- _INSTRUCTIONS FOR THE TASK_: Report each line in the material below that contains the word "blurred". Case counts.

++++ SOURCE DATA ++++

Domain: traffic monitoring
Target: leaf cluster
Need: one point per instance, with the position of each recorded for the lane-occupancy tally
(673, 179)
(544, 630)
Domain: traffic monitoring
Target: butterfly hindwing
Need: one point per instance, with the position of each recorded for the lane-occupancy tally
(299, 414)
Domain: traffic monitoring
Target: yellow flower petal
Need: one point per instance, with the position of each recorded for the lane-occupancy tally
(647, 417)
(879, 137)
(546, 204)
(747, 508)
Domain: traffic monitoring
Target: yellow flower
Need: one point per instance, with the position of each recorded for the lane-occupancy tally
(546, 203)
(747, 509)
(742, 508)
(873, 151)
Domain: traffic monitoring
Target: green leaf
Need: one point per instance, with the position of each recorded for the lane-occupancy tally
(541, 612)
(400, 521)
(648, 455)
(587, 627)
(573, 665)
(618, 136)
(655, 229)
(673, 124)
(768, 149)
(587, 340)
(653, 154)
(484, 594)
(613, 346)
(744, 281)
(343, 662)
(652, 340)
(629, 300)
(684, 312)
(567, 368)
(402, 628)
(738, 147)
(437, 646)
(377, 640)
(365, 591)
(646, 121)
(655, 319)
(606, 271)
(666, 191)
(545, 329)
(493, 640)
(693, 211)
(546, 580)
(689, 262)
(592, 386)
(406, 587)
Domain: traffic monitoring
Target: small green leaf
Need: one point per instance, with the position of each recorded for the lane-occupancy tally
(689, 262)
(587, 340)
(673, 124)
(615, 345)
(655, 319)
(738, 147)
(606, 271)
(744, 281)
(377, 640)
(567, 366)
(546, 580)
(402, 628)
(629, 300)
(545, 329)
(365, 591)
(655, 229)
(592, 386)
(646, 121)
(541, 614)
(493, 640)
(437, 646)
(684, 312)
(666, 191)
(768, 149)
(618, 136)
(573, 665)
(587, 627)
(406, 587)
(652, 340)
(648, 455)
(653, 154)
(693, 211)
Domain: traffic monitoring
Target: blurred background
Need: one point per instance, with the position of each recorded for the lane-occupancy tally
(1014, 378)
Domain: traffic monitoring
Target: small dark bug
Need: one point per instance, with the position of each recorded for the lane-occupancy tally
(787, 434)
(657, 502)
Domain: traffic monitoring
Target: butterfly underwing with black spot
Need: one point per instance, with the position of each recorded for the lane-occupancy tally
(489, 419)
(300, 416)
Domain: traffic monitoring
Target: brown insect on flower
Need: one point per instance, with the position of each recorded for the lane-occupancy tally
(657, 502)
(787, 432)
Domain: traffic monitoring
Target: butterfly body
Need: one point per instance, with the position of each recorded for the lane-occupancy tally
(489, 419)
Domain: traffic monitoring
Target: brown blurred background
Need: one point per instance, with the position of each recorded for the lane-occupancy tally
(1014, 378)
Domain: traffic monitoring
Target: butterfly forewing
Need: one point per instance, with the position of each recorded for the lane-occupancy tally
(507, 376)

++++
++++ SOURCE DATA ++++

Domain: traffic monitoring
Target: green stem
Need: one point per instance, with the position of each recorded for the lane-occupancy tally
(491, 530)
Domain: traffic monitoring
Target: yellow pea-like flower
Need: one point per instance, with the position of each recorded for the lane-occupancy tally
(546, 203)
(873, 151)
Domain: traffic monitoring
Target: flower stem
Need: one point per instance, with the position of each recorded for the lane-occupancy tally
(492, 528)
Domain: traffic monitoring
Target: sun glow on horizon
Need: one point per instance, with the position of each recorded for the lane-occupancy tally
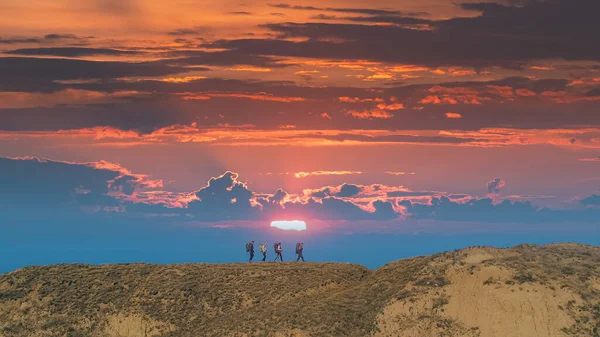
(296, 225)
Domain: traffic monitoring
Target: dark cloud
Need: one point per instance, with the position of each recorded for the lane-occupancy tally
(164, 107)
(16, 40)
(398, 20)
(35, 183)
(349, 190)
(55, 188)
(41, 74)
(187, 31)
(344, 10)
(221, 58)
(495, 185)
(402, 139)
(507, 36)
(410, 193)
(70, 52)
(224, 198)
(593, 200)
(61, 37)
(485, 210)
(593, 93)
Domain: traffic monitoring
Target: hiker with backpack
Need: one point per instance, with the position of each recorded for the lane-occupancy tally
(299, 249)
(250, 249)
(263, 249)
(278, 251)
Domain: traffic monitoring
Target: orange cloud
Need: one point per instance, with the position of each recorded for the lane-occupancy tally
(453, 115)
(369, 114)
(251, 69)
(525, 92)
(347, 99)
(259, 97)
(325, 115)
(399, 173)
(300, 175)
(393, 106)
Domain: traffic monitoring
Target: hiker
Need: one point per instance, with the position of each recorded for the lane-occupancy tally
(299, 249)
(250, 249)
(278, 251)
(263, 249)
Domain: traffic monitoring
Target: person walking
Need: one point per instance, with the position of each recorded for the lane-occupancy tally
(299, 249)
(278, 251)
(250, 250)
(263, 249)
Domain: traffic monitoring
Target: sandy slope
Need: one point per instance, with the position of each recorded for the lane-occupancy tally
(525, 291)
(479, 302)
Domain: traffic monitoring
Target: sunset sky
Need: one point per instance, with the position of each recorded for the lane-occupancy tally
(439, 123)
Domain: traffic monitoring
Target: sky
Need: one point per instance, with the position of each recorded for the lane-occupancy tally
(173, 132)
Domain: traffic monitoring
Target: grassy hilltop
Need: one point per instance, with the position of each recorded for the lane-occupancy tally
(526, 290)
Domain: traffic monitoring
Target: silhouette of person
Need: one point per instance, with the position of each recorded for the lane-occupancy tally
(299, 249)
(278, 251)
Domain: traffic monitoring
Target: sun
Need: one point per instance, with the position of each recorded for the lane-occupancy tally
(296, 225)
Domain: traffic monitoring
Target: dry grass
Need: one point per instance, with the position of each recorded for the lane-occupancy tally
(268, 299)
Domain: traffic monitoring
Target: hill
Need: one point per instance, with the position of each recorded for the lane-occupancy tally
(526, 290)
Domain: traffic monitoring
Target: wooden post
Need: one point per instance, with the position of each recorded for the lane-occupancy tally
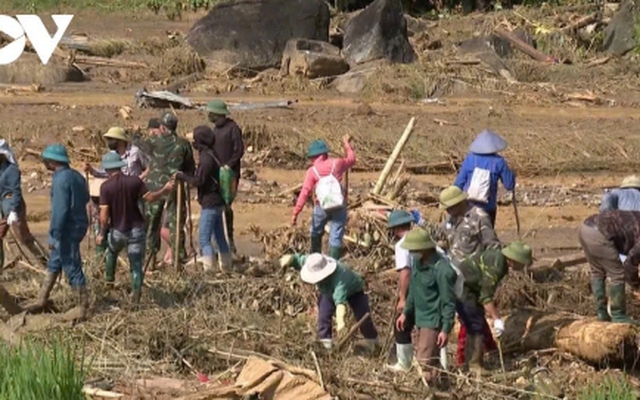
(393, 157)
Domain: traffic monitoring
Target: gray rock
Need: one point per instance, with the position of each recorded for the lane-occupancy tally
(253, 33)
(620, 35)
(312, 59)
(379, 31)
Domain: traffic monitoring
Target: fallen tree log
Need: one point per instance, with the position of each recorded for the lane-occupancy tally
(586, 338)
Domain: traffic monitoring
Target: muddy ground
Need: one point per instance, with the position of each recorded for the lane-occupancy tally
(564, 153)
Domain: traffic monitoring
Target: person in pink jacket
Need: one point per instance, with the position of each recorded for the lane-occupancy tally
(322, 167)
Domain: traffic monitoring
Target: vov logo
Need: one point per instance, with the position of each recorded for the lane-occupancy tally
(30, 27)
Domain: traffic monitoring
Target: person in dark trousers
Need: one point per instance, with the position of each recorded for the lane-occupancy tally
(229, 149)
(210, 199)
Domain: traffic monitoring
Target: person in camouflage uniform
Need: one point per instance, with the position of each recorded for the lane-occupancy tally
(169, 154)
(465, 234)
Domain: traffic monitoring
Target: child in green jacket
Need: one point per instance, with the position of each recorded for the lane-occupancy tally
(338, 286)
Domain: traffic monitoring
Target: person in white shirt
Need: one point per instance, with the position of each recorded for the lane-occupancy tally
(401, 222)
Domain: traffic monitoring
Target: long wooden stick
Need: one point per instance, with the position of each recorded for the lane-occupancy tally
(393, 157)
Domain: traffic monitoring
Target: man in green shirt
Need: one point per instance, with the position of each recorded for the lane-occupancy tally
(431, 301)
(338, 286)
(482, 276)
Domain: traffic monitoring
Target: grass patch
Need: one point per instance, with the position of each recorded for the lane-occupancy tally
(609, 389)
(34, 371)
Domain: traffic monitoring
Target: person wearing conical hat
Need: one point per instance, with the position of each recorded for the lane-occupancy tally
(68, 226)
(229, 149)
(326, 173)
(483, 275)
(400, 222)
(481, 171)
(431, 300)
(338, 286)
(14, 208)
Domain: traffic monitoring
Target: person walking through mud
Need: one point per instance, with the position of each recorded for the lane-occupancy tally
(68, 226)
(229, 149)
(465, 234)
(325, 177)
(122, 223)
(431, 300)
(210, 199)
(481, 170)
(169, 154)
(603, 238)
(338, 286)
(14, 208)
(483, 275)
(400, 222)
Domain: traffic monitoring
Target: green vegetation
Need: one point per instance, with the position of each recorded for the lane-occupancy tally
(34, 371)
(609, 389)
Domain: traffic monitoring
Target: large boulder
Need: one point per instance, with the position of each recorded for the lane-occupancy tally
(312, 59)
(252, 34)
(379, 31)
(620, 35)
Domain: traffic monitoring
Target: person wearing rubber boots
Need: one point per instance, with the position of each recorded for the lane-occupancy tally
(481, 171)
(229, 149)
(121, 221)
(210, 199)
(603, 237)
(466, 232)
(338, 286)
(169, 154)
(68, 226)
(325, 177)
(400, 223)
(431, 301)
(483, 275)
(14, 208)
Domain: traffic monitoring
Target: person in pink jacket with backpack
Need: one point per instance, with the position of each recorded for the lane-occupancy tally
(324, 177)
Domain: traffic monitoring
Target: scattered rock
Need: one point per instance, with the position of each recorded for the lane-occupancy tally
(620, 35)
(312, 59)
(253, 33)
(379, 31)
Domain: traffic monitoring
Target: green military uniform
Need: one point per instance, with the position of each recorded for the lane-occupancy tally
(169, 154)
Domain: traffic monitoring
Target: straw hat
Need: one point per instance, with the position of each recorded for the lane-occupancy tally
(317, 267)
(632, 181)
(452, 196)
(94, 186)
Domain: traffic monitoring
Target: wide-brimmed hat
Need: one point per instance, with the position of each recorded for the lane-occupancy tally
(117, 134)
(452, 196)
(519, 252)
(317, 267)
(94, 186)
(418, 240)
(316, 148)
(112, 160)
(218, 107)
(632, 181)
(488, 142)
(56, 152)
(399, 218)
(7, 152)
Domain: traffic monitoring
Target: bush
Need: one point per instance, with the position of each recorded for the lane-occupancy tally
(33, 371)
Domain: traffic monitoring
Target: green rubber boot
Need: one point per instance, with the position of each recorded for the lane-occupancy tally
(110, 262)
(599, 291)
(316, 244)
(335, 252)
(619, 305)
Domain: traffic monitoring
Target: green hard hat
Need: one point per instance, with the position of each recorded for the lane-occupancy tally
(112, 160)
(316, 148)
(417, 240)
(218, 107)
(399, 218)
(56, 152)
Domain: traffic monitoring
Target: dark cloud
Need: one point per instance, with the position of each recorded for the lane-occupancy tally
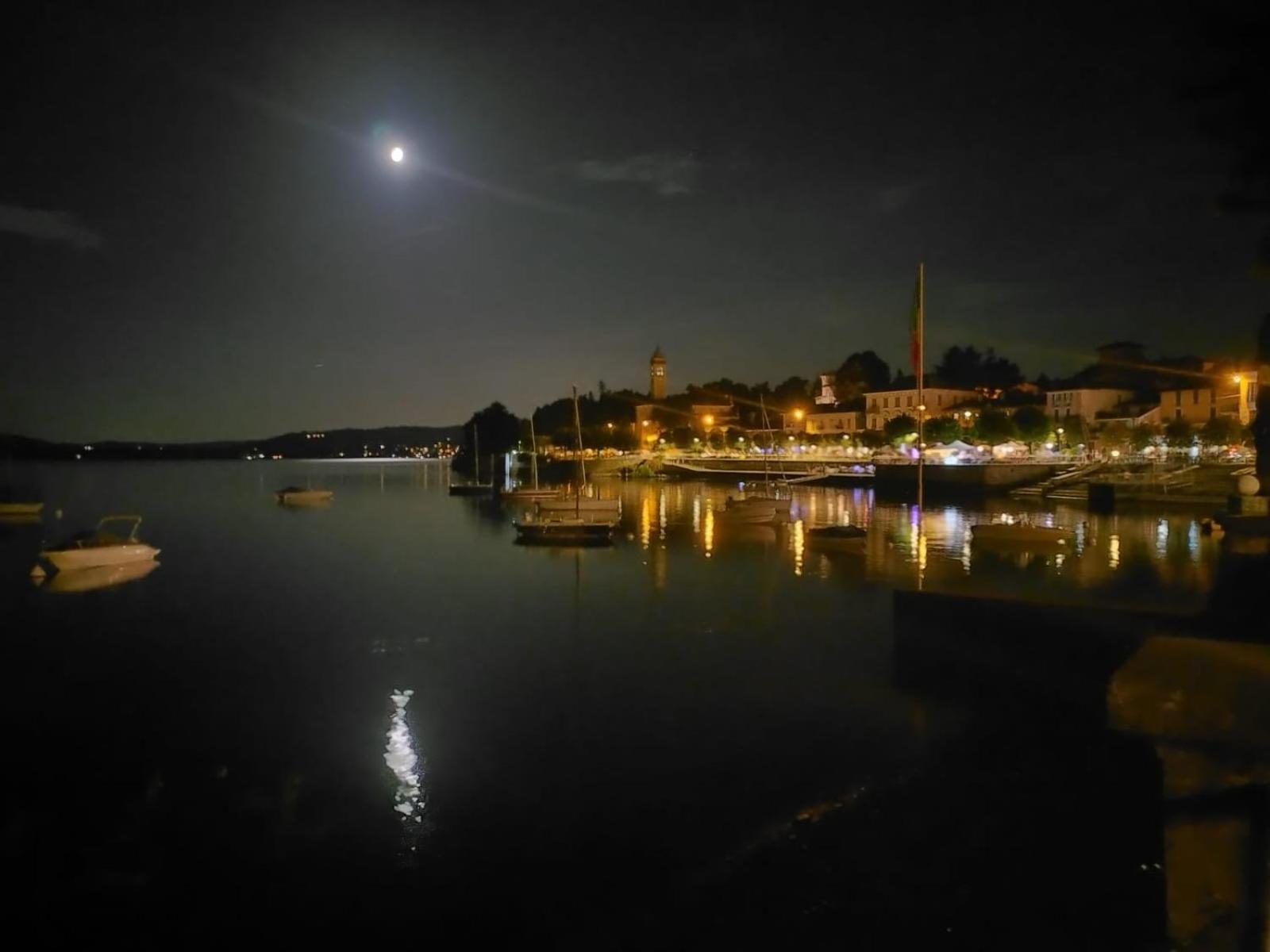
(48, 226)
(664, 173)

++++
++++ SOURCE DATA ++++

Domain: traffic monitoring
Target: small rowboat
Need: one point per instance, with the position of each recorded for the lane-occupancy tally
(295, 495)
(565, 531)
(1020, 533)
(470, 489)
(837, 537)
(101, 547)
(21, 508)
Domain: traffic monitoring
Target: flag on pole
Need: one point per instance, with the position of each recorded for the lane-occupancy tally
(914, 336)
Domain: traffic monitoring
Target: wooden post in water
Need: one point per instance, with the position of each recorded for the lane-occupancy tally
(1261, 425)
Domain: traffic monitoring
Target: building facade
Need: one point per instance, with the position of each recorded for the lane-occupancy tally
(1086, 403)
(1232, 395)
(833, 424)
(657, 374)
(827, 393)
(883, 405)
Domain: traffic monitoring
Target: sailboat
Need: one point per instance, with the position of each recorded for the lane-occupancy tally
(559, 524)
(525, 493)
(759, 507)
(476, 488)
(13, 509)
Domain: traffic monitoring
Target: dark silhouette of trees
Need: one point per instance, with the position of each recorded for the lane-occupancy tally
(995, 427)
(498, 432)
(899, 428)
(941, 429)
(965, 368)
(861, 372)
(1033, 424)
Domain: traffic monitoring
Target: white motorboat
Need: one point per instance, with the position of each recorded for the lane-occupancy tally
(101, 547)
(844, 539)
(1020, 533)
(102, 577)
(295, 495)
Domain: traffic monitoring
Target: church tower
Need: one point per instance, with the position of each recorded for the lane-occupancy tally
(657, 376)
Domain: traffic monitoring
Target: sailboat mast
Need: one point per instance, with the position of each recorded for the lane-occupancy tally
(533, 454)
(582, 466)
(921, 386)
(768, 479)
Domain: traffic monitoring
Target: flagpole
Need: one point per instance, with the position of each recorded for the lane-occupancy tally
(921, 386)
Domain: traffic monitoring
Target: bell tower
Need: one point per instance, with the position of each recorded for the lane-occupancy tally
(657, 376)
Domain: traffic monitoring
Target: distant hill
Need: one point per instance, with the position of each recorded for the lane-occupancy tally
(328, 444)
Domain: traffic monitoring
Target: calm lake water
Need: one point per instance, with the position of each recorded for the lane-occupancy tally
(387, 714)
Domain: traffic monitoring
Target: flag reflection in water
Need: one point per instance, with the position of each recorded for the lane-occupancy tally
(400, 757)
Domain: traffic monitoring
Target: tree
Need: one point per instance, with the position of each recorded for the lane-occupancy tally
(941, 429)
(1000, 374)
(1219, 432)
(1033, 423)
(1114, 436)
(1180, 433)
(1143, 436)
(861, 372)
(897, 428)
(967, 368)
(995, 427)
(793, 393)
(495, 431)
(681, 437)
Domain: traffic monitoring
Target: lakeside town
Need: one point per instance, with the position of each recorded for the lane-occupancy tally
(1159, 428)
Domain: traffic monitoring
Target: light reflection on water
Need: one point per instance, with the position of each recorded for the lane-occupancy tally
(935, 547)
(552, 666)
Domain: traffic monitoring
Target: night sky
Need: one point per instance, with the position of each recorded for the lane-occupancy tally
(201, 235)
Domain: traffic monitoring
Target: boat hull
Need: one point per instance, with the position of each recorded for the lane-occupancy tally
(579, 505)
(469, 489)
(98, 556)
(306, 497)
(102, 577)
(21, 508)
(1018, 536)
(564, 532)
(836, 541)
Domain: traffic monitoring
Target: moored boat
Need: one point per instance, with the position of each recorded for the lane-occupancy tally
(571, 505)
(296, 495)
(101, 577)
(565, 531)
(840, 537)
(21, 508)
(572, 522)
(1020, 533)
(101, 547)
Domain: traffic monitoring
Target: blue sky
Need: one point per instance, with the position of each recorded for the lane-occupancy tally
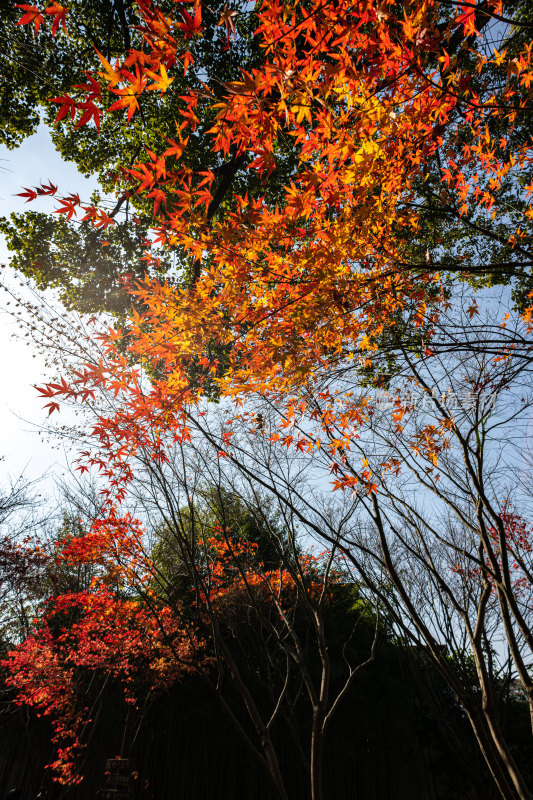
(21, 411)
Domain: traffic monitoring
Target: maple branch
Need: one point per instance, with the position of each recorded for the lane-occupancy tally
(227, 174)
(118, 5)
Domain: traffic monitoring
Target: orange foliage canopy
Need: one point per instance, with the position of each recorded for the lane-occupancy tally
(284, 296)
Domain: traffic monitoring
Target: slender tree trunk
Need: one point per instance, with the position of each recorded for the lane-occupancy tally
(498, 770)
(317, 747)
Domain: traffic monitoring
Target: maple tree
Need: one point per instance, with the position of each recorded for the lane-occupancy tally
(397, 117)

++++

- _SOLUTION FOR THIS TASK_:
Target: blurred background
Target: brown blurred background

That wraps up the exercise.